DOKUMENTTEXT>
════════
Prof. Dr. Gerrit Frotscher
Rz. 150
Schließlich gehören zu den Zinsaufwendungen und -erträgen die Auf- und Abzinsungsaufwendungen des Schuldners bzw. die entsprechenden Erträge des Gläubigers von niedrig verzinslichen oder unverzinslichen Forderungen und Verbindlichkeiten sowie von Nullcouponanleihen und ähnlichen Finanzinstrumenten (§ 4h Abs. 3 S. 4 EStG). Aufzinsungsaufwand entsteht bei dem Schuldner, wenn eine niedrig- oder unverzinsliche Anleihe zu einem Ausgabekurs unter dem Nennbetrag ausgegeben und zum Nennbetrag zurückgezahlt wird. Bei dem Gläubiger entsteht ein entsprechender Aufzinsungsertrag. Die Differenz zwischen Ausgabebetrag und Nennbetrag stellt die Verzinsung dar, die bilanzmäßig entsprechend der Laufzeit abzugrenzen ist und als "Zinsaufwand" oder "Zinsertrag" unter die Zinsschranke fällt. Abzinsungsertrag wird daher wie Zinsertrag, Aufzinsungsaufwand wird wie Zinsaufwand in die Berechnung der abziehbaren Zinsen einbezogen.
════════
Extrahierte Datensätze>
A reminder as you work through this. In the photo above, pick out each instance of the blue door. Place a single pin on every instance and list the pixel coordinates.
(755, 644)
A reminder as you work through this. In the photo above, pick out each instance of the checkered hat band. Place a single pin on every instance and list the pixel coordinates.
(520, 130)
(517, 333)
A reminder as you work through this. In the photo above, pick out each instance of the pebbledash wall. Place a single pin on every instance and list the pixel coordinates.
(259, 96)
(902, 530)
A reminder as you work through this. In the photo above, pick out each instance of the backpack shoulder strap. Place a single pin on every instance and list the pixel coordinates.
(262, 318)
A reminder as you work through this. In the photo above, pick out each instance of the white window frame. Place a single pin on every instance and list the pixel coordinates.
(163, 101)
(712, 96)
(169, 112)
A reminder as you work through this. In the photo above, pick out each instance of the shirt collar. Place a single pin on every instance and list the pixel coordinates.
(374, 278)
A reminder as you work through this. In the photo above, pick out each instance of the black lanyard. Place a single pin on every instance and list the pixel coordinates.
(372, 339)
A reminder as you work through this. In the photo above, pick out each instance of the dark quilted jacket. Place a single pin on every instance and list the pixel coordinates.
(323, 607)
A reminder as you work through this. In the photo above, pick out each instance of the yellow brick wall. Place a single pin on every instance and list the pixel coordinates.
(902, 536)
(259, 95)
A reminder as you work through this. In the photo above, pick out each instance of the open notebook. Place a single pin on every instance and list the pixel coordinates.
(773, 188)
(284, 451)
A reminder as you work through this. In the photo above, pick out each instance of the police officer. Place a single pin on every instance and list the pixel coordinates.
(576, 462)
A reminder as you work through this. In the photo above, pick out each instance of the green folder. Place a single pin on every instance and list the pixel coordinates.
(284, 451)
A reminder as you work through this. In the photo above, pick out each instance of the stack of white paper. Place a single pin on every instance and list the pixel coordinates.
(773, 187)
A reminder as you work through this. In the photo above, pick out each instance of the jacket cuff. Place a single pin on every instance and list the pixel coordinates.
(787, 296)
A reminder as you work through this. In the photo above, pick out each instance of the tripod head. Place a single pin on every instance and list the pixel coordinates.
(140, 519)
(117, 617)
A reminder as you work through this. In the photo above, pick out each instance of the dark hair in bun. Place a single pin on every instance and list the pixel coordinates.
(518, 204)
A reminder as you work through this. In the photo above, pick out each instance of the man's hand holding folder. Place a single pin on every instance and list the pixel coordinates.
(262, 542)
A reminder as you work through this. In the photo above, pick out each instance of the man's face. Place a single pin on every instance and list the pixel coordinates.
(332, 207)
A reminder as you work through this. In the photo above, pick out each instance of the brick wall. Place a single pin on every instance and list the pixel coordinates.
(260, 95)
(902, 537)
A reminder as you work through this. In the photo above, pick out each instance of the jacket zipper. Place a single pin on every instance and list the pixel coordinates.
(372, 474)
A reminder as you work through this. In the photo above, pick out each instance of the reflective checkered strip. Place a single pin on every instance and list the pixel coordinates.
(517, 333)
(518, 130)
════════
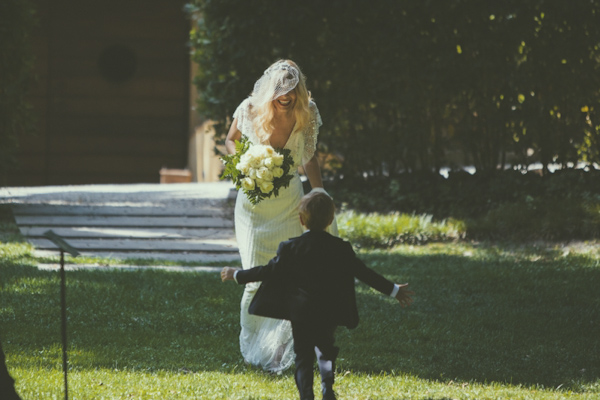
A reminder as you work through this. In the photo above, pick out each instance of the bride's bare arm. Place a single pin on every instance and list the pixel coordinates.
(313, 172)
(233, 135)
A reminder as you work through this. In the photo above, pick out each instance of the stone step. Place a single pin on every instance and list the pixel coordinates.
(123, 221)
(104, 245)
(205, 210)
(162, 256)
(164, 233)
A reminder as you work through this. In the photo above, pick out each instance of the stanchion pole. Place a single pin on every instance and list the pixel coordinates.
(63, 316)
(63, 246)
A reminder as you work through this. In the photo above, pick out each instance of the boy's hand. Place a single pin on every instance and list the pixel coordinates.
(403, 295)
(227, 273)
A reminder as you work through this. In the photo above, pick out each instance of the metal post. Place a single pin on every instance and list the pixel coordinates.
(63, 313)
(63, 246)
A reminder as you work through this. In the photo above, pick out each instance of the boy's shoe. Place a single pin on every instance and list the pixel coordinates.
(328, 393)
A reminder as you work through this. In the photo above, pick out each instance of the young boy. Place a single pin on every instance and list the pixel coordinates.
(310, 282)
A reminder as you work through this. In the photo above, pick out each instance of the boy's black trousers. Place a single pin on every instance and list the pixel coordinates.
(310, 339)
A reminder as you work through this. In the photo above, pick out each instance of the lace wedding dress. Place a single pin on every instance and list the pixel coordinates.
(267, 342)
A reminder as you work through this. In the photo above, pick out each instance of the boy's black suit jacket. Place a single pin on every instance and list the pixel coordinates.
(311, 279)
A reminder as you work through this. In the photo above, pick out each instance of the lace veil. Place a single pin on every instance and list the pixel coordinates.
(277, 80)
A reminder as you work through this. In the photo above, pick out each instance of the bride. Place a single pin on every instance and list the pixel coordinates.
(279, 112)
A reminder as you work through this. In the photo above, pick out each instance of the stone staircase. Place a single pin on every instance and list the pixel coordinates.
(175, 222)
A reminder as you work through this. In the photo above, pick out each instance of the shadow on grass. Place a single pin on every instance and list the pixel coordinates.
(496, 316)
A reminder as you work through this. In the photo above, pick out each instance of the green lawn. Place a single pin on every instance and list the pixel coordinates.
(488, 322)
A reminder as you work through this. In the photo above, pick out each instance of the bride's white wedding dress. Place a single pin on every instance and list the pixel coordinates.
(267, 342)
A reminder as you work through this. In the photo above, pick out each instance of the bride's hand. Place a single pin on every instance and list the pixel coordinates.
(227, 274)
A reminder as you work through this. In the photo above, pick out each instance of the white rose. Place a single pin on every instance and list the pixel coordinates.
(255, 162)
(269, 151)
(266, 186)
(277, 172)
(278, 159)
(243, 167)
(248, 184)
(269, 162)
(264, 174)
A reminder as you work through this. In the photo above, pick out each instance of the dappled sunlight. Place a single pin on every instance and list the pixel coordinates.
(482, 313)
════════
AUFGABE> Unter welcher Voraussetzung entsteht laut dem Dokumenttext beim Schuldner Aufzinsungsaufwand?

ANTWORT> Aufzinsungsaufwand entsteht beim Schuldner, wenn eine niedrig- oder unverzinsliche Anleihe zu einem Ausgabekurs unter dem Nennbetrag ausgegeben und zum Nennbetrag zurückgezahlt wird.